PROVIDED INFORMATION
□ □ □ □ □

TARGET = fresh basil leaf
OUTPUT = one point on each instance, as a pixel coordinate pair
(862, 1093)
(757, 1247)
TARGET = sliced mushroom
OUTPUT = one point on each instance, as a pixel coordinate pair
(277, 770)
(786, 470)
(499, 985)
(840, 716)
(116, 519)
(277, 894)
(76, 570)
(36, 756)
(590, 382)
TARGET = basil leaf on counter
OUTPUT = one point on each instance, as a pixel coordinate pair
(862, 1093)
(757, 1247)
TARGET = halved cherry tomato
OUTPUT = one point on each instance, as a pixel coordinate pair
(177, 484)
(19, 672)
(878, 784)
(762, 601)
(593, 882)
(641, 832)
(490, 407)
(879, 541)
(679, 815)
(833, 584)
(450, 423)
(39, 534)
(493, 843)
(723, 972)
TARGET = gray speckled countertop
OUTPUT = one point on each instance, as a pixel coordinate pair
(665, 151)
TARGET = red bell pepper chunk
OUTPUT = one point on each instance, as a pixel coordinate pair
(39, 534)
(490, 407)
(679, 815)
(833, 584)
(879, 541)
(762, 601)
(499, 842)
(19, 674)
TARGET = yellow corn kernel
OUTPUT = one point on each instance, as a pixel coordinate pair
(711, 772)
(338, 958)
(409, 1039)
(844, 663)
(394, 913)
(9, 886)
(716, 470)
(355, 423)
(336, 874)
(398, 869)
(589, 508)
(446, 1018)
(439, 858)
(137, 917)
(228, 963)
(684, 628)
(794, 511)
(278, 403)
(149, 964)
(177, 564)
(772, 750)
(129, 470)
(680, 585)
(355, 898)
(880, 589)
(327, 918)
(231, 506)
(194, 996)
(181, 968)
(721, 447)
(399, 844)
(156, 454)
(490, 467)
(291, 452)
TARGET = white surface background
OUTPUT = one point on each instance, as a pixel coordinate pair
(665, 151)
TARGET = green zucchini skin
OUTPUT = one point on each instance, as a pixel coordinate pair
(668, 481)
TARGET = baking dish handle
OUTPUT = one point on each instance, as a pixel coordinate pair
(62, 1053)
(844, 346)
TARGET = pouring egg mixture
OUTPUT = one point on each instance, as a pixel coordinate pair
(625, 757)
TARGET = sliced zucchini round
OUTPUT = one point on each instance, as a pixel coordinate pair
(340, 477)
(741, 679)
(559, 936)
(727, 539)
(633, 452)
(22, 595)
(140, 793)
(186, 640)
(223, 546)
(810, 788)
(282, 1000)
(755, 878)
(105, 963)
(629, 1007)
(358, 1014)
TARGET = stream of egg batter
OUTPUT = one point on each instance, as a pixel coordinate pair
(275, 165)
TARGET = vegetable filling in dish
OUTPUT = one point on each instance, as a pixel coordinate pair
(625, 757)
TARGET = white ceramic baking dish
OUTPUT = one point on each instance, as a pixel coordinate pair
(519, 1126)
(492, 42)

□ □ □ □ □

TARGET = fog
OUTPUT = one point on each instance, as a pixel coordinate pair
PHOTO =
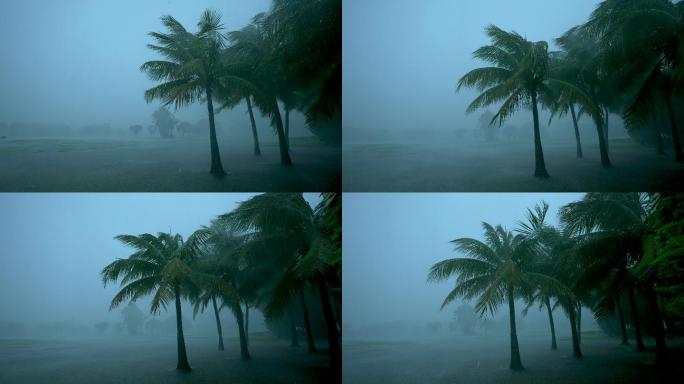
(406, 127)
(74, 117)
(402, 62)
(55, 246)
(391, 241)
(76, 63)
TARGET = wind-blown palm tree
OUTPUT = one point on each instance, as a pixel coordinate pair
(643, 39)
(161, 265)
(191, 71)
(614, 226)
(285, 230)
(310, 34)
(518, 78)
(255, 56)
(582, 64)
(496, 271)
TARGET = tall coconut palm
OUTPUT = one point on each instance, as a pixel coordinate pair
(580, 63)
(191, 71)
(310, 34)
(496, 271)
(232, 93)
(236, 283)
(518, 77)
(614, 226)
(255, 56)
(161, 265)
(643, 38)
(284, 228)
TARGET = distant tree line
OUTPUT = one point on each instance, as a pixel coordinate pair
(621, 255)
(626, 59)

□ □ □ □ □

EXERCISE TASK
Filter the material above, keeping only the lines that contain the word "zucchini", and copy each one unchanged.

THE ANSWER
TARGET = green zucchini skin
TARGET = sliced zucchini round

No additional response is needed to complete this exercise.